Every record must appear in your reply exactly as written.

### Data records

------------------------

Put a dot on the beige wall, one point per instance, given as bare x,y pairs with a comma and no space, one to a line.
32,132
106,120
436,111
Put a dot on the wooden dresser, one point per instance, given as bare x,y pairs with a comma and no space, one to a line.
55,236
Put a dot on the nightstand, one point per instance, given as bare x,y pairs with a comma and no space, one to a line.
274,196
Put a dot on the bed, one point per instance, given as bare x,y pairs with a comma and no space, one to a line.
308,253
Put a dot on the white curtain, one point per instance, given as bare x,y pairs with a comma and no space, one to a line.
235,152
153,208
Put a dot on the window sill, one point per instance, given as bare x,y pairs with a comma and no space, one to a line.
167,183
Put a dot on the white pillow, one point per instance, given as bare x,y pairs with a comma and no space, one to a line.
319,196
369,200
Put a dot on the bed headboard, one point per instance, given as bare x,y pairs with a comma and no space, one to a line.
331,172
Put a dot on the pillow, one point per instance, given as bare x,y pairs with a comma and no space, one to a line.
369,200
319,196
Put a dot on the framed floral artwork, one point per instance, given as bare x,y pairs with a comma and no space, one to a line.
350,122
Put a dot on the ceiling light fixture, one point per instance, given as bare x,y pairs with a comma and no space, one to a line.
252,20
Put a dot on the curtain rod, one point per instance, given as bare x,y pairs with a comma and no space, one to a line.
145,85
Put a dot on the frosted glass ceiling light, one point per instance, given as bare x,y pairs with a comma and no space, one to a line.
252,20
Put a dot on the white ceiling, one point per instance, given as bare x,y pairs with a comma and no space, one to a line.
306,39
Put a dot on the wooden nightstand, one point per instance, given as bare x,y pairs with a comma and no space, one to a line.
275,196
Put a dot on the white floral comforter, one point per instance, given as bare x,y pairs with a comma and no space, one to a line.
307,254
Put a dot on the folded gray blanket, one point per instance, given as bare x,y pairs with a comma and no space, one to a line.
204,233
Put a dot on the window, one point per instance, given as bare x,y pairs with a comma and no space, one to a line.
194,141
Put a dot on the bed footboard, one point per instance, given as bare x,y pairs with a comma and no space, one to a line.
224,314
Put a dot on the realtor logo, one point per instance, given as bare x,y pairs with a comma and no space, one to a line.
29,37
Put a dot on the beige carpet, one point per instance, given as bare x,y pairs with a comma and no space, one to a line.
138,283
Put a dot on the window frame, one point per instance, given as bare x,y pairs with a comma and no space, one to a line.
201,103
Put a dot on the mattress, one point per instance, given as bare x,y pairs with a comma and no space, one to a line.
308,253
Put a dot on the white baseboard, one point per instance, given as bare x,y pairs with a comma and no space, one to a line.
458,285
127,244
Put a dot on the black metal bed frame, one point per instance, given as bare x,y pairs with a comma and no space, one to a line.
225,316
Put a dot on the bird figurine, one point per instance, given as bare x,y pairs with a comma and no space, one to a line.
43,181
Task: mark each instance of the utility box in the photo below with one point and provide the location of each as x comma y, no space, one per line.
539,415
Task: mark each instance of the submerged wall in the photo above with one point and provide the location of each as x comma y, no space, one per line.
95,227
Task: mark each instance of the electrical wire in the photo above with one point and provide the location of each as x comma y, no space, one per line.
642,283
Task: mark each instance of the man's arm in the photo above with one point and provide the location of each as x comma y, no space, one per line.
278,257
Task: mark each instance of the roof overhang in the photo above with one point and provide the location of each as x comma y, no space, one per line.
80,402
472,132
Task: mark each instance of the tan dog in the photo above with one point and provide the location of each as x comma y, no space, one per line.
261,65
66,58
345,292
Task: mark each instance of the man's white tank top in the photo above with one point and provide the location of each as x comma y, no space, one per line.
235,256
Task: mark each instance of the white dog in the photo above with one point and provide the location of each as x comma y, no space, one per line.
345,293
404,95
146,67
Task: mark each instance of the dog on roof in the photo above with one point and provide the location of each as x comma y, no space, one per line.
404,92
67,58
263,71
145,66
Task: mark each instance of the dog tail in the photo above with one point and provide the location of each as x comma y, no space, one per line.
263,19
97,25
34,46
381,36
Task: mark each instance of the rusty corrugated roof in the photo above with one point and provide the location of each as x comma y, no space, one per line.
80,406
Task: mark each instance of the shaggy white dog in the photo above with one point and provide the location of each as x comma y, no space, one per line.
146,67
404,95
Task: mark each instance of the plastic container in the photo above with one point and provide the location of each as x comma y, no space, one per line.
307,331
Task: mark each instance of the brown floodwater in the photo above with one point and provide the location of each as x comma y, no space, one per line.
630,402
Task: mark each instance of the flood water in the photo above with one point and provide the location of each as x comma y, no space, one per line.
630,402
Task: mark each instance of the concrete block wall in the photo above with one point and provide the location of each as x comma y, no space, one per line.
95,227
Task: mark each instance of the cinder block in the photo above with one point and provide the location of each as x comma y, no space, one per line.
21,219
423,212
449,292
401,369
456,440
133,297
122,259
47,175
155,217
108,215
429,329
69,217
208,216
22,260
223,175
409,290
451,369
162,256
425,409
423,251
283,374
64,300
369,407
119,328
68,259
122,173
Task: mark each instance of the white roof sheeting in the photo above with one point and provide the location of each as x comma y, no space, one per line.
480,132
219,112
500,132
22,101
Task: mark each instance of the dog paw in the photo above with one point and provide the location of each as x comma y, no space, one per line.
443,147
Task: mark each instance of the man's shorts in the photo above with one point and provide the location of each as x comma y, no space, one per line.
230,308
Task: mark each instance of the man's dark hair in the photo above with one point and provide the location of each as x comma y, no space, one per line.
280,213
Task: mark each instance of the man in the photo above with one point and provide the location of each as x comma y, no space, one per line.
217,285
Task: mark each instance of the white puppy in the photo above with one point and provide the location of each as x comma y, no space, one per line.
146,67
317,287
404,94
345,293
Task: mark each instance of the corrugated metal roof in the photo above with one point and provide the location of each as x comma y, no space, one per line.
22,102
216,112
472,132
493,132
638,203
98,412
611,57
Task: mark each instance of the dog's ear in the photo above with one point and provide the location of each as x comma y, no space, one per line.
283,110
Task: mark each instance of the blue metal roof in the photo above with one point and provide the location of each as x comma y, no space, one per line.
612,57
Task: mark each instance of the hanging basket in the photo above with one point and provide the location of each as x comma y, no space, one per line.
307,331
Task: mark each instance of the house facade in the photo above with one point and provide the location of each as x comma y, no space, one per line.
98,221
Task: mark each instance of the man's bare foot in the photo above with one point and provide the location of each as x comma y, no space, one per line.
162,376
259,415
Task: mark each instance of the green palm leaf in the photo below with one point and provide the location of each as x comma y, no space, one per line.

------------------------

### Answer
Put a dot on the beige wall, one point per instance, given as bare x,y pairs with a comma and no space, one to a line.
32,132
106,120
436,111
Put a dot on the wooden dresser, one point per instance, given as bare x,y pairs with a comma and no space, one to a line.
55,236
Put a dot on the nightstand, one point per instance, given as bare x,y pairs with a comma and no space, one to a line.
274,196
Put a dot on the bed, one point per instance, given as bare x,y pairs with a comma and no space, one to a line.
308,253
Put a dot on the white curtain, one point per instance, given as bare x,y pairs with a comma and no space, one to a line.
235,152
153,208
Put a dot on the window sill, one point per instance, given as bare x,y pairs with a comma and no space, one to a line.
167,183
Put a dot on the white pillow, one point per instance, given as bare x,y pairs with a comma and no space, one to a line.
319,196
369,200
Put a dot on the bed headboard, one point per instance, given as bare x,y pairs with a comma and no space, one to a line.
331,172
Put a dot on the pillow, one point per instance, given as bare x,y pairs with a comma and no space, one to a line.
369,200
319,196
Put a dot on the framed floral artwork, one point per instance, given as bare x,y pairs with a comma and no space, one to a line.
350,122
Put a dot on the ceiling light fixture, one point per instance, given as bare x,y pairs with a comma and no space, one to a line.
252,20
Put a dot on the curtain rod, one point per instance, given as bare x,y pairs with a comma and no space, one to a line.
145,85
Put a dot on the frosted glass ceiling light, one point per instance, given as bare x,y pairs with a comma and no space, one to a line.
252,20
Put a dot on the white ceiling, one point per instance, given as bare x,y pairs with a comma and no space, one to a line.
306,39
Put a dot on the wooden nightstand, one point per instance, given as bare x,y pairs with a comma and no space, one to a line.
275,196
Put a dot on the white floral comforter, one point per instance, given as bare x,y pairs with a comma and no space, one to a line.
307,254
Put a dot on the folded gray blanket, one point per instance, given as bare x,y pairs with a comma and no space, one to a line.
204,233
Put a dot on the window, one point per instance, given as bare x,y pairs with a comma and no space, one to a line.
194,141
Put a dot on the bed footboard, one point per instance, given as bare x,y pairs with a comma and no space, one to a line.
224,314
Put a dot on the realtor logo, one point per instance, given as bare x,y pairs with a comma and no space, one to a line.
29,37
Put a dot on the beige carpet, one point per instance, given as bare x,y pairs with a comma and no space, one to a line.
138,283
Put a dot on the window frame, one point per instance, given as bare x,y pairs with a comma and no space, one to a line.
201,103
Put a dot on the mattress, one point per instance, given as bare x,y pairs with a comma and no space, one to a line.
308,253
Put a dot on the white baseboard, one point per instance, given as bare x,y pairs with a comma and no space, one to a line.
458,285
127,244
Put a dot on the black metal bed frame, one point per instance, given as bare x,y pairs with a comma and no space, one to a line.
225,316
Put a dot on the bird figurine, one point per instance, given as bare x,y pairs with a comma and no space, one to a line.
43,181
Task: mark each instance of the utility box in the photo below with one point and provide the location of each as x comma y, no space, one per line.
539,415
Task: mark each instance of the submerged wall in the photo above with one point and provide the location of each as x comma y, no space, one per line.
95,227
Task: mark each instance of the electrical wire in the photo above with one point and provide the location of each as x comma y, no space, one per line.
642,283
Task: mark each instance of the man's arm in the photo above with one point and provide the location of each as x comma y, no space, one per line.
278,257
Task: mark each instance of the roof overhang in the photo above with one point and provide the location of each as x comma y, no space, one per line.
80,402
472,132
Task: mark each instance of the tan dog in the photo above with one point and provide the location of each as x comma y, no space, one per line.
261,65
66,58
345,292
Task: mark each instance of the man's white tank top in the photo above with one point and provide the location of each as x comma y, no space, one per line.
235,256
Task: mark each instance of the white dog in the photo above with one point and provide the location of each as x comma y, no space, one per line.
345,293
404,95
146,67
Task: mark each instance of the dog on roof in the photo above with one point and provide the location of each as x comma y, no space, one per line.
404,92
67,58
263,71
145,66
Task: mark each instance of the dog tail in the photo above with one point and provide the location of each as x comma y, no space, one per line.
263,19
97,25
34,46
381,36
Task: mark each instance of the rusty corrugated roof in the photo above with one point and provide the location of each as x comma y, no space, one per line.
80,406
Task: mark each instance of the shaggy white dog in the photo above with one point and provide the location of each as x comma y, no space, one per line.
146,67
404,95
Task: mark each instance of the plastic container in the photo above with one point and provide the location of each as x comma y, no space, one per line.
307,331
Task: mark each instance of the brown floodwater in the photo above with one point and provide the location of each as x comma y, no space, one per line.
630,402
Task: mark each instance of the flood water in the photo above with one point and provide the location of each as x comma y, no space, one per line.
630,402
Task: mark each instance of the concrete block wall in the photo above with one point and provide the location of each as x comma y, no space, one per line.
95,227
Task: mark each instance of the cinder block in the photo above with one point and provide the location of each as x comma y, no space, one per line.
21,219
423,212
449,292
401,369
456,440
133,297
122,259
47,175
155,217
108,215
429,329
69,217
208,216
22,260
223,175
409,290
451,369
162,256
425,409
423,251
283,374
64,300
369,407
119,328
68,259
122,173
Task: mark each instance of the white roof sheeting in the photo above with one point and provide the location of each as x comma y, no space, one per line.
480,132
219,112
500,132
22,101
Task: mark each instance of the dog paw in the photo above with one point and provide the location of each as x comma y, no space, one per line.
443,147
Task: mark each instance of the man's shorts in the photo above with one point and provide the location of each as x comma y, no space, one per line.
230,308
Task: mark each instance of the man's dark hair in the photo above with one point and provide the location of each as x comma y, no space, one per line.
280,213
Task: mark each instance of the man in the photo above with one point and provide the location of each as x comma y, no space, one per line.
217,285
Task: mark each instance of the white puppy in the photo above with one point and provide the location of each as x comma y, no space, one per line.
146,67
317,287
404,94
345,293
Task: mark each instance of the corrugated metal roof in the photo above with one point and provide the location of each as x comma y, no space, one per line.
22,102
216,112
472,132
493,132
638,203
98,412
611,57
Task: mark each instance of the dog's ear in the photo above with one point and provide the location of each as x comma y, no space, one per line.
283,110
Task: mark each instance of the blue metal roof in the photo above with one point and provide the location of each as x comma y, no space, one per line.
612,57
Task: mark each instance of the hanging basket in the photo above with one point and provide the location of each as x comma y, no space, one per line.
307,331
Task: mark each instance of the house facade in the photo above with one point and provide the location of each as x comma y, no space, one per line.
98,221
Task: mark each instance of the man's bare foot in the photo above with one point and provide the location of each as x comma y, no space, one per line.
162,376
259,415
Task: mark each instance of the green palm leaf in the photo below with one point and provide the location of each as x comma y, no space, one per line.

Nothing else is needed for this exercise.